Extract to read:
_ _ _ _

Gray goldenrod Description:
Solidago nemoralis, commonly known as gray goldenrod or old field goldenrod, is a native North American wildflower species that belongs to the Asteraceae family. This herbaceous perennial plant is known for its distinctive gray-green leaves and bright yellow flowers that bloom in late summer and early fall, attracting a wide range of pollinators such as bees and butterflies. Solidago nemoralis is a tough and resilient plant that can thrive in a variety of conditions, including dry and infertile soils, making it an excellent addition to wildflower meadows, prairie gardens, and other naturalized areas.
Apart from its ornamental value, Solidago nemoralis has been used for centuries as a medicinal plant by Native Americans, who used it to treat a variety of ailments such as colds, flu, and sore throats. The plant contains flavonoids and other compounds that have anti-inflammatory and antioxidant properties, making it a valuable plant for traditional medicine. Additionally, Solidago nemoralis has ecological value, as it provides food and habitat for various species of wildlife. Its nectar and pollen attract pollinators such as bees and butterflies, and its seeds are a food source for birds and small mammals. Overall, Solidago nemoralis is a valuable and versatile plant species that adds beauty, ecological value, and medicinal properties to natural areas and gardens.
Gray goldenrod is found across a wide swath of the United States from Montana to New Mexico and Eastward to the Main and Florida.
Standard Plant Information:
Plant Height: 1' - 3'
Bloom Time: August - October
Preferred Habitat: Does well in part shade to full sun in dry and sandy or gravelly soil. Often found in prairies, open woodland, outcrops, and dunes.

_ _ _ _

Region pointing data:
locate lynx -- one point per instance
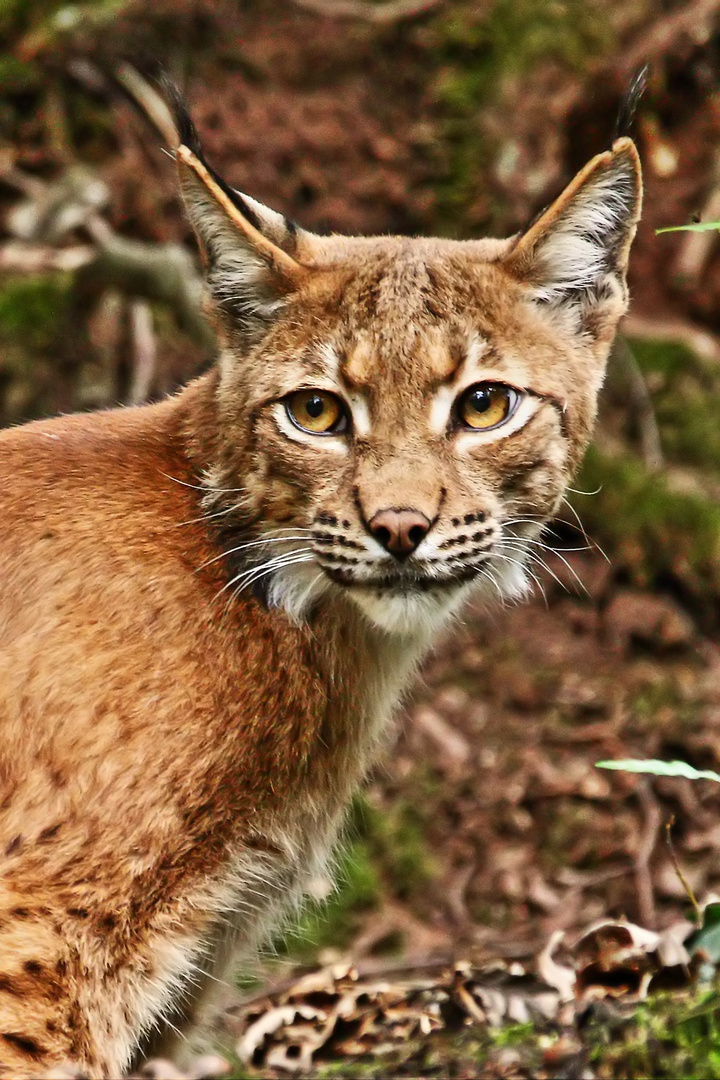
(211, 606)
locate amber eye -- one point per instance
(316, 410)
(487, 405)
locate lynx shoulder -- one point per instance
(211, 606)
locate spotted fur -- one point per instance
(201, 637)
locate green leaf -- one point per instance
(661, 769)
(695, 227)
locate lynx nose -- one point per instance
(399, 531)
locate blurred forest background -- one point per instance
(489, 828)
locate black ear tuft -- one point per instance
(188, 136)
(187, 132)
(629, 102)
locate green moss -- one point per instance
(685, 394)
(653, 530)
(666, 1037)
(513, 1035)
(396, 841)
(32, 310)
(331, 923)
(476, 51)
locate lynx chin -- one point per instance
(211, 606)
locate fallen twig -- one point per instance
(648, 840)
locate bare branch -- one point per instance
(393, 11)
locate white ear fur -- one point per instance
(576, 253)
(249, 271)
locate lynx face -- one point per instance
(401, 417)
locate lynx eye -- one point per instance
(487, 405)
(317, 412)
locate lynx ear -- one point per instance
(247, 247)
(574, 257)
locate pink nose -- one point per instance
(399, 531)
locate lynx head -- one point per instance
(399, 417)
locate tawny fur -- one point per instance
(176, 751)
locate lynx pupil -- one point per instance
(480, 400)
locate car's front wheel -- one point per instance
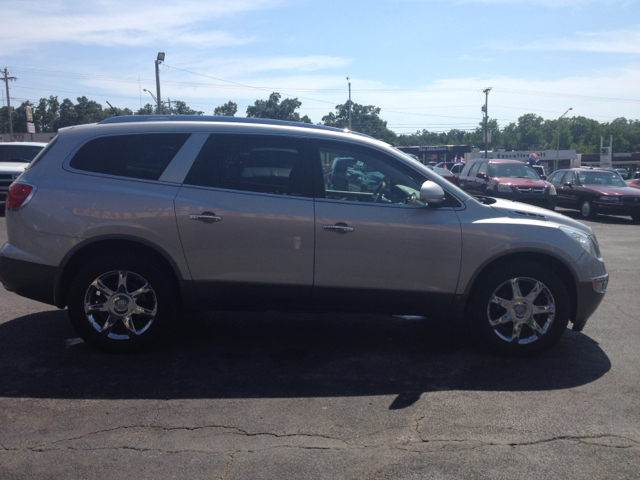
(519, 309)
(121, 303)
(587, 209)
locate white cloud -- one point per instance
(119, 22)
(617, 41)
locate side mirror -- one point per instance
(431, 192)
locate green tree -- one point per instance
(364, 119)
(148, 109)
(89, 111)
(274, 109)
(47, 112)
(229, 109)
(179, 107)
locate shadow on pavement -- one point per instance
(603, 219)
(269, 355)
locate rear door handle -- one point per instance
(339, 227)
(205, 217)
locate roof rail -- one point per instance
(218, 118)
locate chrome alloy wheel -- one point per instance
(521, 310)
(120, 305)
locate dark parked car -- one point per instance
(634, 183)
(508, 179)
(594, 190)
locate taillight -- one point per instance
(18, 195)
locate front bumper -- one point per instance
(590, 295)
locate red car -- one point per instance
(634, 183)
(508, 179)
(594, 190)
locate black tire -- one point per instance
(482, 309)
(127, 316)
(587, 210)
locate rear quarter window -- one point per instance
(141, 156)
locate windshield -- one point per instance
(601, 178)
(512, 170)
(19, 153)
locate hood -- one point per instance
(522, 182)
(613, 191)
(524, 211)
(13, 167)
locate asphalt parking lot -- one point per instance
(313, 396)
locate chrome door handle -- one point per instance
(206, 217)
(340, 228)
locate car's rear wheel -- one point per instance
(121, 303)
(587, 209)
(519, 309)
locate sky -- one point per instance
(425, 63)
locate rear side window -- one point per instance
(143, 156)
(43, 152)
(253, 163)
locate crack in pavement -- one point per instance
(589, 440)
(226, 470)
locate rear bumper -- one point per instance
(546, 201)
(618, 209)
(589, 299)
(27, 279)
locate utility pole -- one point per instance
(485, 109)
(159, 60)
(558, 140)
(349, 80)
(6, 81)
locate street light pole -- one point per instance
(558, 139)
(349, 80)
(6, 81)
(152, 96)
(159, 60)
(486, 119)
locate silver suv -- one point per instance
(14, 158)
(132, 220)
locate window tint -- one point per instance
(601, 178)
(43, 152)
(252, 163)
(360, 175)
(556, 179)
(474, 169)
(143, 156)
(569, 177)
(513, 170)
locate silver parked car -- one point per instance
(132, 220)
(14, 158)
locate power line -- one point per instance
(58, 73)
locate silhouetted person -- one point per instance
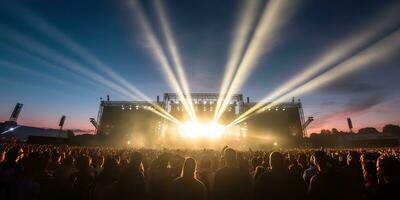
(276, 183)
(327, 183)
(160, 178)
(353, 174)
(187, 186)
(370, 179)
(63, 177)
(131, 183)
(310, 172)
(388, 168)
(205, 174)
(10, 172)
(231, 182)
(106, 179)
(83, 181)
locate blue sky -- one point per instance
(204, 32)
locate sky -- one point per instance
(54, 55)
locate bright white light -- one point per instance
(196, 130)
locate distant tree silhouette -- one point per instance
(326, 132)
(368, 130)
(391, 128)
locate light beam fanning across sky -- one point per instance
(375, 53)
(264, 39)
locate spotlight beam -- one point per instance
(384, 21)
(375, 53)
(45, 63)
(160, 111)
(242, 32)
(74, 67)
(264, 39)
(45, 27)
(173, 49)
(158, 54)
(42, 50)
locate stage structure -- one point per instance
(133, 122)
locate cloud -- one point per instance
(348, 86)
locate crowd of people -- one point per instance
(101, 173)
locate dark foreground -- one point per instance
(67, 172)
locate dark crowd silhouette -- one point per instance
(101, 173)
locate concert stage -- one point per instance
(136, 123)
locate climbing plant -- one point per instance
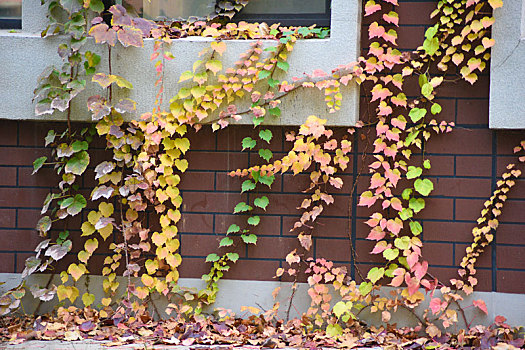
(141, 178)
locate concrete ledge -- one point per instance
(233, 294)
(507, 68)
(28, 54)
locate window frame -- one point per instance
(290, 19)
(10, 23)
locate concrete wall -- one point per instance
(29, 54)
(507, 69)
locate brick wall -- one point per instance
(465, 167)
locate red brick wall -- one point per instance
(465, 167)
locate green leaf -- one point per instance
(232, 256)
(416, 228)
(391, 254)
(283, 66)
(38, 163)
(254, 220)
(416, 204)
(365, 288)
(212, 257)
(266, 135)
(241, 208)
(261, 202)
(375, 274)
(406, 214)
(78, 146)
(417, 113)
(248, 142)
(226, 242)
(247, 185)
(233, 229)
(276, 111)
(249, 239)
(265, 154)
(435, 109)
(414, 172)
(402, 243)
(264, 74)
(258, 121)
(78, 163)
(424, 186)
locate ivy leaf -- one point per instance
(265, 154)
(266, 135)
(247, 185)
(417, 113)
(232, 256)
(226, 242)
(416, 204)
(424, 186)
(248, 142)
(413, 172)
(264, 74)
(249, 239)
(416, 228)
(435, 109)
(375, 274)
(283, 66)
(267, 180)
(78, 163)
(261, 202)
(78, 146)
(365, 288)
(233, 229)
(38, 163)
(241, 208)
(390, 254)
(212, 257)
(254, 220)
(44, 225)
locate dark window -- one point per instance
(10, 14)
(286, 12)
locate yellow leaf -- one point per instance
(158, 238)
(181, 164)
(174, 260)
(87, 229)
(76, 271)
(88, 299)
(83, 256)
(106, 231)
(172, 244)
(93, 217)
(106, 209)
(148, 280)
(183, 144)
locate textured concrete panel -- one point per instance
(28, 55)
(507, 72)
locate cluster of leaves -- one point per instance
(148, 160)
(255, 328)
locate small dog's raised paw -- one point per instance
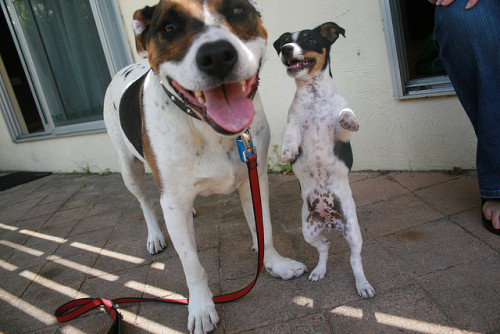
(348, 120)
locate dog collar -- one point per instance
(178, 102)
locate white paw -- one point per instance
(203, 317)
(365, 290)
(289, 154)
(317, 274)
(348, 120)
(156, 243)
(283, 267)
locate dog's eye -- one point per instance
(311, 41)
(170, 27)
(238, 11)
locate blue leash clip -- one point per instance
(245, 146)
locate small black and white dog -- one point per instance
(316, 142)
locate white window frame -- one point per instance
(404, 87)
(117, 53)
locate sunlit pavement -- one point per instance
(434, 267)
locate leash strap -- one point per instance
(77, 307)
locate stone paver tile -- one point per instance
(81, 243)
(122, 256)
(96, 222)
(471, 221)
(407, 309)
(395, 214)
(310, 324)
(466, 291)
(375, 189)
(28, 256)
(434, 246)
(126, 232)
(10, 213)
(339, 287)
(453, 196)
(64, 216)
(70, 271)
(271, 301)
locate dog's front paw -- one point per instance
(156, 243)
(203, 317)
(348, 120)
(289, 154)
(365, 290)
(317, 274)
(282, 267)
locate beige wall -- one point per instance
(419, 134)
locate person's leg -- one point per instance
(469, 46)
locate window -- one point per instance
(60, 58)
(416, 68)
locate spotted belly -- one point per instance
(324, 210)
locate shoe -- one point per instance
(487, 223)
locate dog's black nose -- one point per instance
(217, 58)
(287, 50)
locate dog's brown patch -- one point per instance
(242, 19)
(173, 28)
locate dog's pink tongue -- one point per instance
(229, 107)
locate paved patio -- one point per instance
(434, 267)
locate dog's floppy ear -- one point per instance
(330, 31)
(279, 42)
(140, 24)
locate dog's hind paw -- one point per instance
(156, 244)
(365, 290)
(348, 120)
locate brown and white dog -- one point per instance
(316, 142)
(205, 57)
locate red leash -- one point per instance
(78, 307)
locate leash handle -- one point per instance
(77, 307)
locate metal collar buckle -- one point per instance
(245, 145)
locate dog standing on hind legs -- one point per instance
(316, 142)
(181, 115)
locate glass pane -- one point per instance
(64, 44)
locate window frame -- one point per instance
(404, 87)
(117, 52)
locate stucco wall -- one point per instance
(419, 134)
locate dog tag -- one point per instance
(245, 151)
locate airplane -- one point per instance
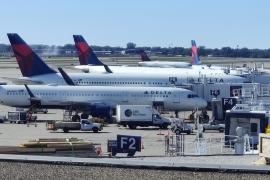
(146, 62)
(97, 99)
(35, 71)
(90, 63)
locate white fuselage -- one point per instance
(122, 79)
(174, 99)
(172, 64)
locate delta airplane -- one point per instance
(35, 71)
(89, 98)
(90, 63)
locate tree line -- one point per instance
(131, 48)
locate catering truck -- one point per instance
(140, 115)
(66, 126)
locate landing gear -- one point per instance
(76, 118)
(84, 116)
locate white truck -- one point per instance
(83, 125)
(140, 115)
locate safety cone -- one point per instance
(267, 130)
(99, 151)
(160, 133)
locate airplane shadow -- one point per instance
(79, 132)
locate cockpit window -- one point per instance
(192, 95)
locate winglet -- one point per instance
(66, 77)
(144, 56)
(86, 53)
(29, 62)
(195, 56)
(108, 70)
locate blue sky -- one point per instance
(145, 22)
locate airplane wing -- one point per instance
(20, 81)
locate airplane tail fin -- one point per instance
(144, 56)
(195, 56)
(86, 53)
(29, 62)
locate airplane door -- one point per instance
(176, 98)
(124, 97)
(254, 129)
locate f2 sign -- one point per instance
(228, 103)
(126, 144)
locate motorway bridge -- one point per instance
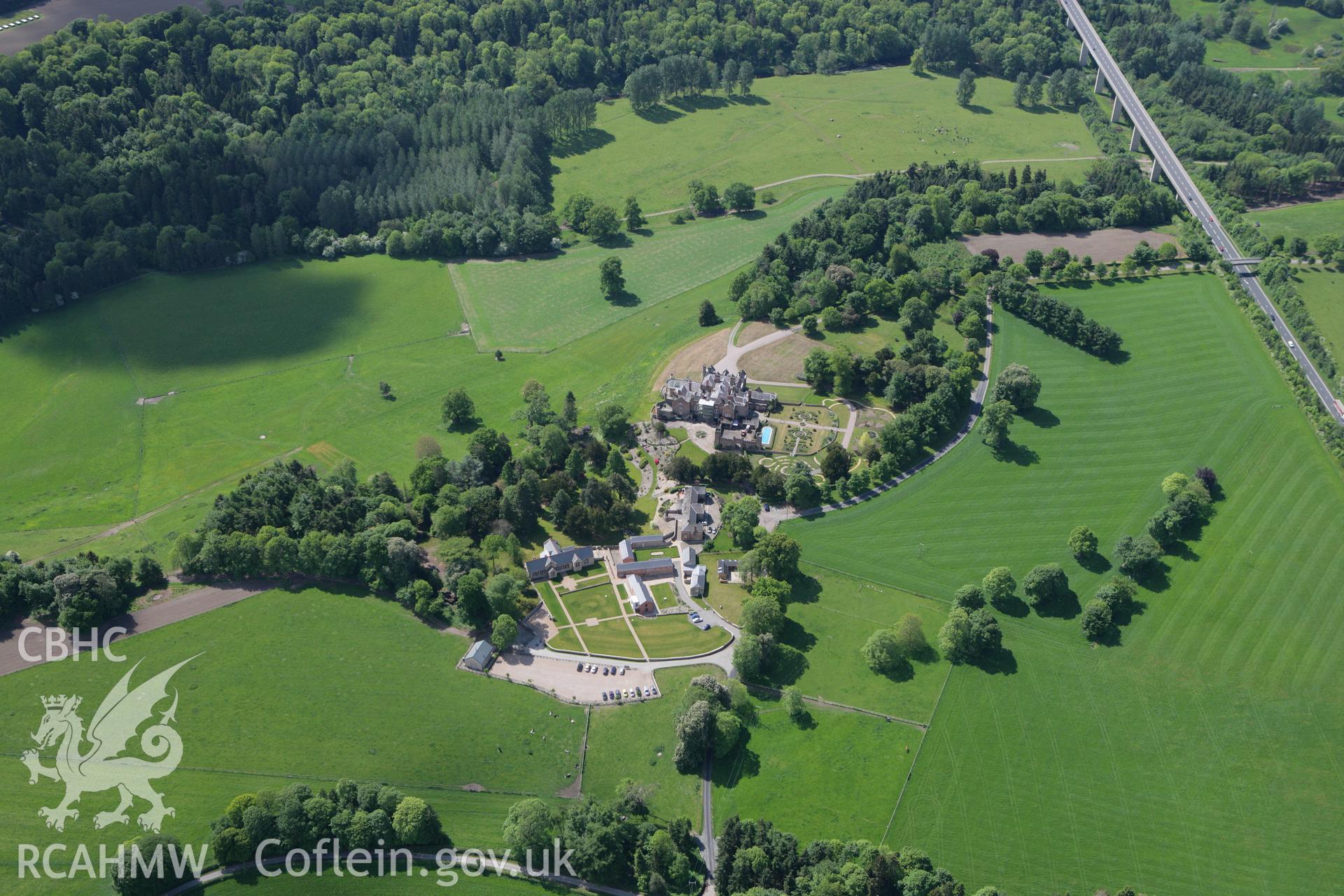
(1166, 163)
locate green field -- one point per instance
(379, 685)
(1180, 760)
(1323, 290)
(592, 603)
(835, 777)
(1307, 220)
(625, 742)
(830, 618)
(1308, 30)
(543, 304)
(851, 124)
(673, 636)
(81, 456)
(610, 638)
(331, 886)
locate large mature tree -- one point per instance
(612, 277)
(739, 197)
(1018, 384)
(999, 584)
(995, 422)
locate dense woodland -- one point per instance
(188, 140)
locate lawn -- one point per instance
(1307, 220)
(1323, 290)
(835, 777)
(673, 636)
(379, 685)
(598, 602)
(626, 742)
(330, 884)
(1308, 30)
(610, 638)
(850, 124)
(542, 304)
(81, 456)
(1202, 743)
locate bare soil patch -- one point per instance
(692, 358)
(1109, 245)
(753, 331)
(778, 362)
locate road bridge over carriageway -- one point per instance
(1166, 163)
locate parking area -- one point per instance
(564, 679)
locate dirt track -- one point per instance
(188, 605)
(1109, 245)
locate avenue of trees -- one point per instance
(360, 814)
(195, 139)
(76, 593)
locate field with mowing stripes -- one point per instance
(543, 304)
(1307, 220)
(1200, 755)
(851, 124)
(81, 456)
(1323, 290)
(379, 684)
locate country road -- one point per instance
(1112, 76)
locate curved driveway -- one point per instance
(1190, 195)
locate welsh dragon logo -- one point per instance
(102, 766)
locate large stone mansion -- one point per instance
(720, 398)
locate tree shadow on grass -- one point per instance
(999, 663)
(1041, 416)
(1063, 608)
(659, 115)
(901, 671)
(1012, 606)
(625, 298)
(581, 143)
(806, 590)
(619, 241)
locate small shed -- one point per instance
(698, 577)
(479, 657)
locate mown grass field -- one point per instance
(1200, 754)
(850, 124)
(835, 777)
(1308, 30)
(1323, 290)
(1307, 220)
(626, 742)
(273, 669)
(81, 456)
(547, 302)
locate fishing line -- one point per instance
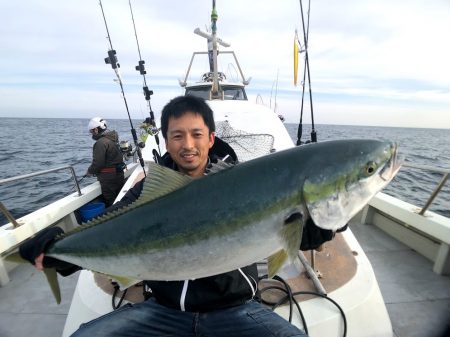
(112, 59)
(147, 92)
(290, 296)
(306, 69)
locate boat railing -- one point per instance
(445, 173)
(31, 175)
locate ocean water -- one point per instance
(31, 145)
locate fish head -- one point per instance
(348, 176)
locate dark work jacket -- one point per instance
(105, 152)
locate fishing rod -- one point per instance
(112, 60)
(306, 69)
(147, 92)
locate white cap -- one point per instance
(97, 122)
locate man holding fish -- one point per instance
(219, 304)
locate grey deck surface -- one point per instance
(418, 300)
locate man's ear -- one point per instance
(212, 137)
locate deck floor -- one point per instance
(418, 300)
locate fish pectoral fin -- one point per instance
(161, 181)
(275, 261)
(52, 279)
(123, 282)
(15, 258)
(50, 274)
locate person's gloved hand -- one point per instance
(36, 246)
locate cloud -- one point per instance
(382, 58)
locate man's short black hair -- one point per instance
(180, 105)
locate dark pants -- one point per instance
(150, 319)
(111, 184)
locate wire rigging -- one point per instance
(306, 70)
(112, 60)
(147, 92)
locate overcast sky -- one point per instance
(383, 62)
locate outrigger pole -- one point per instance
(112, 60)
(306, 69)
(147, 92)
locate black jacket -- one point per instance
(106, 152)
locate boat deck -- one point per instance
(417, 299)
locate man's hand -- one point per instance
(33, 250)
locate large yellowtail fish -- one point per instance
(183, 228)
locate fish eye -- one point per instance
(371, 167)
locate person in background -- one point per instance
(107, 160)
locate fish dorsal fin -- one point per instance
(159, 182)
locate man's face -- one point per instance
(188, 143)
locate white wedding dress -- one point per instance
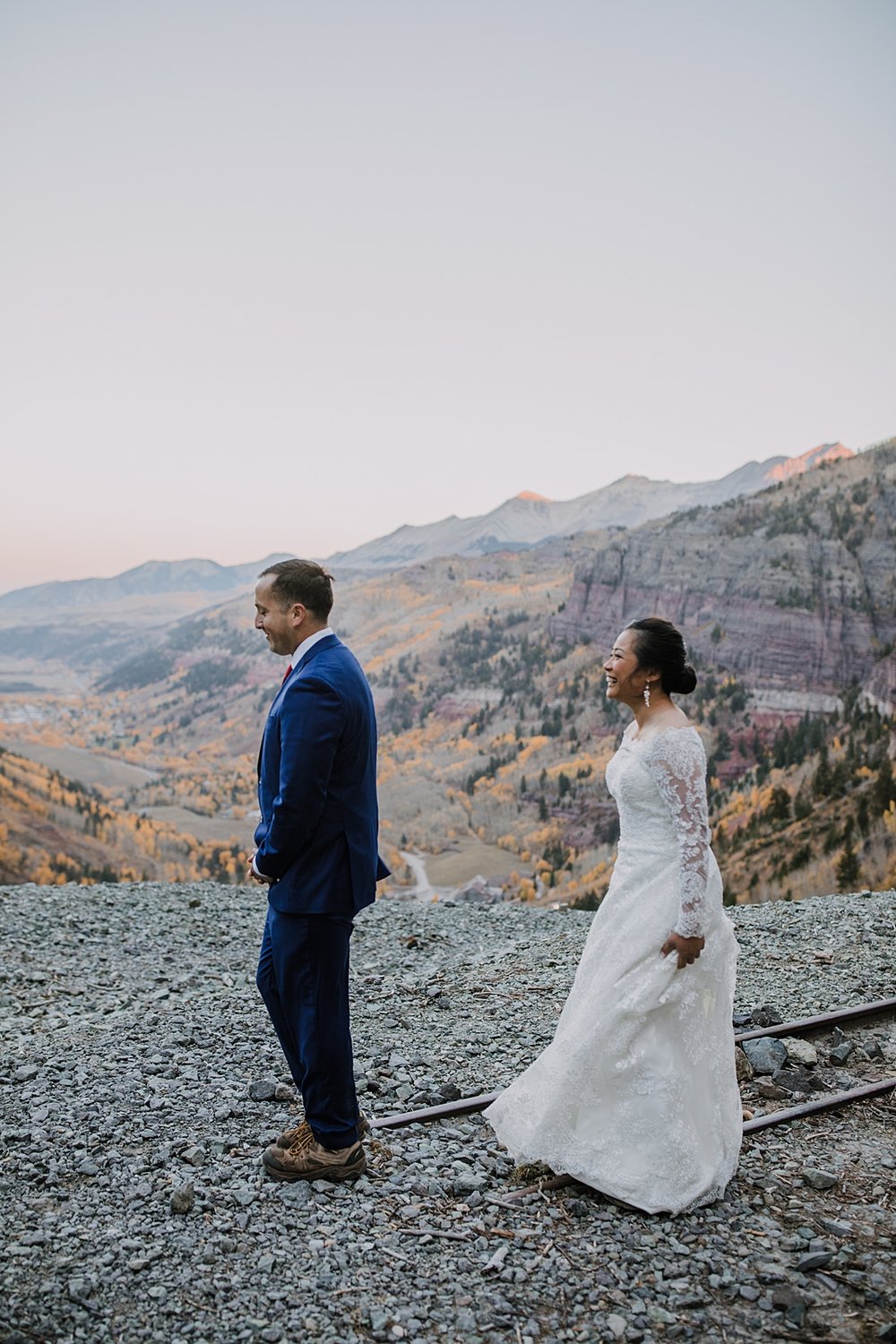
(637, 1096)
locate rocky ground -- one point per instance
(139, 1082)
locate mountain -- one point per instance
(495, 728)
(793, 588)
(156, 580)
(175, 588)
(528, 519)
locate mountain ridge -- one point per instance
(524, 521)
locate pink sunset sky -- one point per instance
(285, 276)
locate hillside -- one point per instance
(530, 519)
(54, 831)
(495, 728)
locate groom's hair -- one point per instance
(301, 581)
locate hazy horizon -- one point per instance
(249, 559)
(285, 279)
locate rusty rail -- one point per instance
(473, 1105)
(801, 1026)
(775, 1117)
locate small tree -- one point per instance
(848, 868)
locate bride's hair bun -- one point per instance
(659, 645)
(684, 683)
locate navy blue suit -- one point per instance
(317, 841)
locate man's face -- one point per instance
(281, 625)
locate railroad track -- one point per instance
(798, 1027)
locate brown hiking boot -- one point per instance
(309, 1160)
(290, 1136)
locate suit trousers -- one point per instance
(303, 978)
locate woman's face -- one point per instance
(625, 679)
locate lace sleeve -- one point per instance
(677, 763)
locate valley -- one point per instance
(495, 731)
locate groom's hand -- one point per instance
(252, 875)
(688, 949)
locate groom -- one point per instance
(316, 851)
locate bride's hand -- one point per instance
(688, 949)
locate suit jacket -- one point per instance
(317, 788)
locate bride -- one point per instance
(637, 1096)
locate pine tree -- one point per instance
(848, 868)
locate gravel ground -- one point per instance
(140, 1080)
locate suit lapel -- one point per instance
(330, 642)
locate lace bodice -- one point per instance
(659, 787)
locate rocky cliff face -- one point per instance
(793, 588)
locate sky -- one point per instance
(285, 276)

_ _ _ _

Things to do:
1. Answer these questions from the gray goldenrod description:
(a) In which months does gray goldenrod bloom?
(b) Which ailments did Native Americans use the plant to treat?
(c) What height range does the description give for the plant?
2. Continue the gray goldenrod description from where it stops.

Results for each task:
1.
(a) August to October
(b) Colds, flu, and sore throats
(c) 1' - 3'

2.
For most homeowners, the best option is to scatter seed on the ground by hand broadcasting at a minimum of 16-64 pls ounces per acre. For even coverage, we recommend that you broadcast seed in perpendicular rows across the site to ensure even coverage.
You’ll want to broadcast any grass seed first, which will get raked into the soil lightly. Next, it is ideal to mulch the area lightly with either a clean (no seed) straw or preferably with our native Little Bluestem straw, sold at our retail garden centers. After a light mulching is complete, now it’s time to broadcast your native wildflower seeds, which should not be raked into the soil. A good rain or watering is sufficient to cover the seed.
Simply dig a hole in the soil slightly larger than the plant’s roots. Ensure that the soil line of the plant is maintained during the transfer (i.e. the plant should be at the same level with the ground as it was in the pot). Pack any loose dirt back around the plant and make sure you water it well the same day to ensure it has the best chance of survival.